**Reading passage**.
# # # #

It was a pleasure to see Arnold Relman and Marcia Angell receive such well-deserved visibility in yesterday’s New York Times for their campaigns against the “commercial exploitation of medicine.” Drs. Relman and Angell are both former editors of The New England Journal of Medicine, together and separately, from 1977 to 2000. They are also husband and wife since 2009. He’s 88 and retired, and she’s 72 and still teaches at Harvard Medical School.
Relman and Angell built the NEJM into a formidable editorial platform during their tenures as editors. Much of this came from the quality of the research that they published. But it also derived from their willingness to challenge Big Pharma’s insidious attempt to corrupt the independence of doctors, medical journals, medical education and patients. Here were two highly esteemed physician-editors using the sheer credibility of research and their journal’s reputation to face down the multi-billion pharmaceutical industry, which has unleashed a veritable hydra of wily, unethical schemes to boost profits.
Among them: undisclosed industry payments to researchers to produce studies that make a new drug look good; undisclosed industry payments to leading physicians to teach courses that have the effect of promoting certain drugs and medical devices; undisclosed industry junkets and gifts to physicians to try to encourage more prescriptions of certain medications. And so on.
Under Relman, starting in 1984, The New England Journal of Medicine became the first medical journal to require authors to disclose any financial ties to the subjects they were writing about, and to publicly disclose those ties. Angell opposed a plan to use the New England Journal of Medicine’s brand name to help sell newsletters and conferences – a stance that may have led to her departure as editor within two years.
Last year, Angell produced a memorable two-part series in the New York Review of Books documenting that ineffectiveness of most drugs used to treat mental illness – drugs that are, however, tremendously lucrative for their manufacturers. She said, “I think it is genuinely difficult to know what to believe in clinical research now. There are a lot of grubs crawling around under there.” Dr. Rehlman has written, "We should now allow the medical-industrial complex to distort our health care system to its own entrepreneurial ends, adding that medicine must "serve patients first and sockholders second."

# # # #

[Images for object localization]

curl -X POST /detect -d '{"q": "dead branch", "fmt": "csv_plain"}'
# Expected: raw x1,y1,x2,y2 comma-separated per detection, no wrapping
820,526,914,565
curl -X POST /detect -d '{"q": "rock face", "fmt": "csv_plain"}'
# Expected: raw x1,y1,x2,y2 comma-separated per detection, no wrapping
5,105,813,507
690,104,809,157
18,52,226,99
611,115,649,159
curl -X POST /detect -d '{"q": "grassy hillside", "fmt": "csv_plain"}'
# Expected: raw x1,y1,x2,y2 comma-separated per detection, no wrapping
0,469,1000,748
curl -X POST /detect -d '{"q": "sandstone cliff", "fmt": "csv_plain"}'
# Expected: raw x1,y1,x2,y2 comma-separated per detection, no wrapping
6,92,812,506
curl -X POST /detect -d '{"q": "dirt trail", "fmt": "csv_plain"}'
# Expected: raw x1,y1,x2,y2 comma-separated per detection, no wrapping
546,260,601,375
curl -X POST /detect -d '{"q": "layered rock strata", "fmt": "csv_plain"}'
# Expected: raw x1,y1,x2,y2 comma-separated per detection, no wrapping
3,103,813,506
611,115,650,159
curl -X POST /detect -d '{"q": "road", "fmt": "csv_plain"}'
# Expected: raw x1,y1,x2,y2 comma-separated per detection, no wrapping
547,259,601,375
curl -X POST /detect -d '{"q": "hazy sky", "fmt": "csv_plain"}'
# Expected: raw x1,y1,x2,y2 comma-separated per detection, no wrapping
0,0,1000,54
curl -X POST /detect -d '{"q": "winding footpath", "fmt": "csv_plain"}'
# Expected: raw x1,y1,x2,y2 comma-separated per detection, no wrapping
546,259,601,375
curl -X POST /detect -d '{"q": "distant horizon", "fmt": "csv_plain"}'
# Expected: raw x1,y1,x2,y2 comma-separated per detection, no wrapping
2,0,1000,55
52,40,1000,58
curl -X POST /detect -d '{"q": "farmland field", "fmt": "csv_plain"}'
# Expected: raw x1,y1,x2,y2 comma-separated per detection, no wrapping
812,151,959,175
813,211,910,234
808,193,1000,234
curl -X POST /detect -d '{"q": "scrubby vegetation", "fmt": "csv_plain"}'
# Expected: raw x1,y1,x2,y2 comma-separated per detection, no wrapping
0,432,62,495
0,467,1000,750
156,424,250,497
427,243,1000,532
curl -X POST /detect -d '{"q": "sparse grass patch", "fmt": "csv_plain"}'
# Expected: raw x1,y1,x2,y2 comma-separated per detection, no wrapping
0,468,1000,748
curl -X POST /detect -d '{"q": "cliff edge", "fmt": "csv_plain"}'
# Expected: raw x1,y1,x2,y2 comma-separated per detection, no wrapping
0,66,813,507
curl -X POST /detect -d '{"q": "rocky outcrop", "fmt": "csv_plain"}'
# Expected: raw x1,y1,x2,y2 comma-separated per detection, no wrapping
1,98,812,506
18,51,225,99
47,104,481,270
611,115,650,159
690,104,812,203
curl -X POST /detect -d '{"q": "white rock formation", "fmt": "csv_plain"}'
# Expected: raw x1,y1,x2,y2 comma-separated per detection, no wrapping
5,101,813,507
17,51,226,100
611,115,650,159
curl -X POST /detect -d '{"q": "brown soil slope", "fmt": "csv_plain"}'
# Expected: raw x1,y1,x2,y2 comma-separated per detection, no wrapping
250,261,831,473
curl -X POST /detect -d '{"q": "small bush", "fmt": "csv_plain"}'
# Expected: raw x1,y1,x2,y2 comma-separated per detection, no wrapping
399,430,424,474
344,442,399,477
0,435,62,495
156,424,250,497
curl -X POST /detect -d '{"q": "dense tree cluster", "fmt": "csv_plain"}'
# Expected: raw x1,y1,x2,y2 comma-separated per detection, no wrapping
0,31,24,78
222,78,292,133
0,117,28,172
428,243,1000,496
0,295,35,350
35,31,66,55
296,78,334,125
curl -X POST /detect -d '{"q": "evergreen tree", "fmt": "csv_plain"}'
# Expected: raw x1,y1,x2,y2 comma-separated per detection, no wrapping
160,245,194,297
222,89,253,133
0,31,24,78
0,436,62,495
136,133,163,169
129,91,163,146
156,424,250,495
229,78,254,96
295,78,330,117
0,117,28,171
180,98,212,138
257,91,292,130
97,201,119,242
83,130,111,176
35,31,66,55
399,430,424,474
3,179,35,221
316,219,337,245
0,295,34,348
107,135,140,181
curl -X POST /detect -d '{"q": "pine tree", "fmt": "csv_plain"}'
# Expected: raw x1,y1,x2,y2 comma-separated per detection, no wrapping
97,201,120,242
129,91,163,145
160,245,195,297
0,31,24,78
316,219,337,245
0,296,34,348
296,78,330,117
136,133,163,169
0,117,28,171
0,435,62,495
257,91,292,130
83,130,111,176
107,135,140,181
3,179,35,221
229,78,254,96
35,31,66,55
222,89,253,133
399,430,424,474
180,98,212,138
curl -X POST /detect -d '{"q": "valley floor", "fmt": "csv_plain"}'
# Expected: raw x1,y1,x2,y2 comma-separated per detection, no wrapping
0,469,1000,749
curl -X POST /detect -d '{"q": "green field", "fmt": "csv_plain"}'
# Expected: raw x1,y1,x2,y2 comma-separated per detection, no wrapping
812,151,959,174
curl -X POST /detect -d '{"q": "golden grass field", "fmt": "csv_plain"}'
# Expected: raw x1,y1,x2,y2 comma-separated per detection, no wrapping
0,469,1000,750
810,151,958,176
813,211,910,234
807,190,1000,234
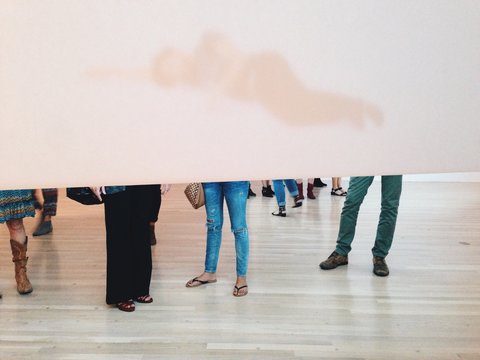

# # # #

**Explore the material**.
a) Recast the paragraph beginning "Among them:" in the article about Relman and Angell as a bulleted list of the schemes it names.
b) Summarize the article about Relman and Angell in two sentences.
c) Write the next part of the article about Relman and Angell, picking up after its final sentence.

**Responses per task**.
a)
- Undisclosed industry payments to researchers to produce studies that make a new drug look good
- Undisclosed industry payments to leading physicians to teach courses that promote certain drugs and medical devices
- Undisclosed industry junkets and gifts to physicians to encourage more prescriptions of certain medications

b) Arnold Relman and Marcia Angell, husband and wife and both former editors of The New England Journal of Medicine, built the journal into a formidable platform through the quality of its research and their willingness to challenge the pharmaceutical industry's attempts to corrupt doctors, journals, medical education and patients. Under Relman the journal became the first to require authors to disclose financial ties, Angell opposed using its brand name to sell newsletters and conferences, and she later documented the ineffectiveness of most drugs used to treat mental illness.

c)
Following the tepid “objectivity” of conventional journalism, the New York Times quotes a number of critics without attempting to ferret out the truth -- a.k.a. "balance." The libertarian-minded law professor Richard A. Epstein is allowed to accuse Relman and Angell of ignorance: “They understand medicine pretty well. The moment they start talking about industry – oy gevalt! They have a deep difficulty understanding the issues…..All they can talk about is greed.”
Yet Times reporter Abigail Zuger declines to probe this accusation or provide any details clarifying how exactly Relman and Angell are supposedly naïve or mistaken. That would presumably enter into a “values zone” that the Times is not prepared to adjudicate – so we readers are left to project our own biases rather than be provided facts.
In this context of faux-neutrality and genteel respectability, it takes courage to step out of line and criticize the big-money players for being scam artists, as Relman and Angell have done. It is is impressive for Relman to have baldly called the health insurance industry “a parasite on the health care system” and to call for a single-payer nonprofit system financed by taxpayers. It is refreshing for Relman and Angell to dismiss “those who choose to believe” that investor-run pharmaceutical companies may have higher ideals than shareholder profit.
The corporate enclosure of health care is one of the most serious human rights abuses of our time, at least in the U.S. It has been notoriously difficult for critics to withstand concerted industry attempts to discredit them, especially if they have medical credentials. Which is why I wish Drs. Relman and Angell many more years to apply their hard-won expertise and courage in the service of independent medicine and better health care.